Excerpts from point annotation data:
>> Begin

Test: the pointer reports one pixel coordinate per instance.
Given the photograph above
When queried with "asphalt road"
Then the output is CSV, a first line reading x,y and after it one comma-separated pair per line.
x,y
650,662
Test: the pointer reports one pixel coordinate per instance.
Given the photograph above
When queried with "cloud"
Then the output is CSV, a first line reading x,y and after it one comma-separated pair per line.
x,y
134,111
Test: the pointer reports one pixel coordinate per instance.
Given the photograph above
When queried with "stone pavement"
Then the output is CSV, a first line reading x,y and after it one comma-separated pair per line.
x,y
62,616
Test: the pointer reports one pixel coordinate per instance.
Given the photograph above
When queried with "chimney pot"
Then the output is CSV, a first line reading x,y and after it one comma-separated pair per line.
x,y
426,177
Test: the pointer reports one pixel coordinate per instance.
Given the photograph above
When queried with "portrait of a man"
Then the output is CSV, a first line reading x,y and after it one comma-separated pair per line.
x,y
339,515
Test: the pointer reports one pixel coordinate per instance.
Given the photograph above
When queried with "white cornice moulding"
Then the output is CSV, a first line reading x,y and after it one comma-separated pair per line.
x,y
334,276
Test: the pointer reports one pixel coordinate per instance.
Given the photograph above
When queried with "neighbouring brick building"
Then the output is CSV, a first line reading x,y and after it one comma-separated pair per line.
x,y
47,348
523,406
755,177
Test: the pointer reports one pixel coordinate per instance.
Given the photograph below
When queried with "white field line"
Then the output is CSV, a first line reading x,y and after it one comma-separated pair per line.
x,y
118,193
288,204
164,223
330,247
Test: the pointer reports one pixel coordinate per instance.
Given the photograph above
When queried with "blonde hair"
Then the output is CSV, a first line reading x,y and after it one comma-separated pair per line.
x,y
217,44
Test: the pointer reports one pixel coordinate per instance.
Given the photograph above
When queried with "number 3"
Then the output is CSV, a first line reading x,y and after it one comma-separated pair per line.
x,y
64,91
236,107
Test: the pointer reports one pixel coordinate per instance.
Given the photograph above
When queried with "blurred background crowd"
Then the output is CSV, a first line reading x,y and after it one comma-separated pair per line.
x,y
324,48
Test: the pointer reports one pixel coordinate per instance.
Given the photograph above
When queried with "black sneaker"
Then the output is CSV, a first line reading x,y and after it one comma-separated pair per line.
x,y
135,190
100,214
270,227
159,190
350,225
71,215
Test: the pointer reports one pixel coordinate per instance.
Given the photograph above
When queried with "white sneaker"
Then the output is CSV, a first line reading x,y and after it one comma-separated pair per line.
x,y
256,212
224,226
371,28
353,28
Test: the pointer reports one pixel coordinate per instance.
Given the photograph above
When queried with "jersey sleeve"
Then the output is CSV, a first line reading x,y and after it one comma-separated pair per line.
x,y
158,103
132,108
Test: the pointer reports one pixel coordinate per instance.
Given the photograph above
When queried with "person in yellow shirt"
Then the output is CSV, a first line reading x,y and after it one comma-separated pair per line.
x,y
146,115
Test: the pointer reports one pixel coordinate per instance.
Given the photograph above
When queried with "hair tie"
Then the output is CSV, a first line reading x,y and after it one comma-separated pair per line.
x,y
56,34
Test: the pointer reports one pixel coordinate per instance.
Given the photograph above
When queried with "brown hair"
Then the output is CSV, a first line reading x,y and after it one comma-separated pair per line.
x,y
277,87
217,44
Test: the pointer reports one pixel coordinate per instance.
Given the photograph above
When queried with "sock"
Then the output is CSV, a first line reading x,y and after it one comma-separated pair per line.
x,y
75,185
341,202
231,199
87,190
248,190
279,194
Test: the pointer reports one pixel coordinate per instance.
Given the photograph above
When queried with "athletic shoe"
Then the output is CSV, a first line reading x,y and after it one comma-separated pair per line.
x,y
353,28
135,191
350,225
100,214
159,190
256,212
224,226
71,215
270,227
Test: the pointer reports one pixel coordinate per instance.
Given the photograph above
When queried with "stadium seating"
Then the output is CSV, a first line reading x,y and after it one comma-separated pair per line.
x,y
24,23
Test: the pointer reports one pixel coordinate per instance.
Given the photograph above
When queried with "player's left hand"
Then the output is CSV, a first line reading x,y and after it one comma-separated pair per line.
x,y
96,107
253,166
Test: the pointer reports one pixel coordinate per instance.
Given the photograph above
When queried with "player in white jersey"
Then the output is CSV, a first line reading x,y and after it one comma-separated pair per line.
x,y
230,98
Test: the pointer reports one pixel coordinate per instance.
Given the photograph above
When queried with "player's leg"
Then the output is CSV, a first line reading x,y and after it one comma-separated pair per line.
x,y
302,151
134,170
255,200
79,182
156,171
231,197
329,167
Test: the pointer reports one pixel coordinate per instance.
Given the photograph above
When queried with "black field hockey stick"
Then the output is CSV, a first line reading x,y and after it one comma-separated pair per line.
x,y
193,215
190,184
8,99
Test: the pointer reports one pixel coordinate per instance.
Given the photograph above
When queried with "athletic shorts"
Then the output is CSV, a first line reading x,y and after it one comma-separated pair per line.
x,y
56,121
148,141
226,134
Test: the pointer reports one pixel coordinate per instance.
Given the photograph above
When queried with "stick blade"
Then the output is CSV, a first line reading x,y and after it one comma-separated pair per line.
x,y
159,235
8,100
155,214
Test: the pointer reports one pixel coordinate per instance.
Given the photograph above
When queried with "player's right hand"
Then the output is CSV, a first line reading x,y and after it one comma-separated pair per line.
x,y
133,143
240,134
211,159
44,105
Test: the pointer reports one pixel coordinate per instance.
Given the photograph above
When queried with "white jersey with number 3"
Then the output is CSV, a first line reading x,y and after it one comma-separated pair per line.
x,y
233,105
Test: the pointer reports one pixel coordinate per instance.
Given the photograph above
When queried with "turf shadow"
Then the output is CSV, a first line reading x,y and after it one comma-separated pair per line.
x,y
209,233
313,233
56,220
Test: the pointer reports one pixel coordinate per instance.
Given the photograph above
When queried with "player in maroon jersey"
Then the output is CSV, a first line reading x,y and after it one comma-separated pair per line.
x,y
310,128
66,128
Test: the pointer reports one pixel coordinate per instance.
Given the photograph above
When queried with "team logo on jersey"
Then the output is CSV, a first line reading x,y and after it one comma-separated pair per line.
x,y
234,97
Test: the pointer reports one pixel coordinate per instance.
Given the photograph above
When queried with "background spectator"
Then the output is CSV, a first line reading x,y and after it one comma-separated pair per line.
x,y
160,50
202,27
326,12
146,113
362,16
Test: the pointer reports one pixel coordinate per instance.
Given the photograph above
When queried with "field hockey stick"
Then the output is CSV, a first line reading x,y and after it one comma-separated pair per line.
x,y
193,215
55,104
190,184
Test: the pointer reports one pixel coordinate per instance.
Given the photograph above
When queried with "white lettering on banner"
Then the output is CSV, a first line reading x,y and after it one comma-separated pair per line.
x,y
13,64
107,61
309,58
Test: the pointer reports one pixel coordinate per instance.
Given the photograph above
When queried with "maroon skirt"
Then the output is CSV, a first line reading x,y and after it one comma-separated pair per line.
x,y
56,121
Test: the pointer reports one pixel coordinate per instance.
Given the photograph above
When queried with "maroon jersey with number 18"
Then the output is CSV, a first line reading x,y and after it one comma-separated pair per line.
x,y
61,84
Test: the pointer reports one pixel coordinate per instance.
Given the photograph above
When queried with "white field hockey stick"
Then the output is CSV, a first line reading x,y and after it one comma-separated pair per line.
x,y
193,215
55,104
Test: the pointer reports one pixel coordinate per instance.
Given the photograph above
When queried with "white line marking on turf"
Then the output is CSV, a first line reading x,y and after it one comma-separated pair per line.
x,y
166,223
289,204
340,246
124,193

>> End

Directions for this task » Show each line of the entries above that contains the word "white", copied as it appears.

Solution for this task »
When queried with "white cornice moulding"
When queried with "white field line"
When queried with "white sneaker"
When queried with "player in white jersey"
When queried with "white jersey with number 3"
When queried with "white lettering on banner"
When queried with "white field hockey stick"
When queried with "white line marking on turf"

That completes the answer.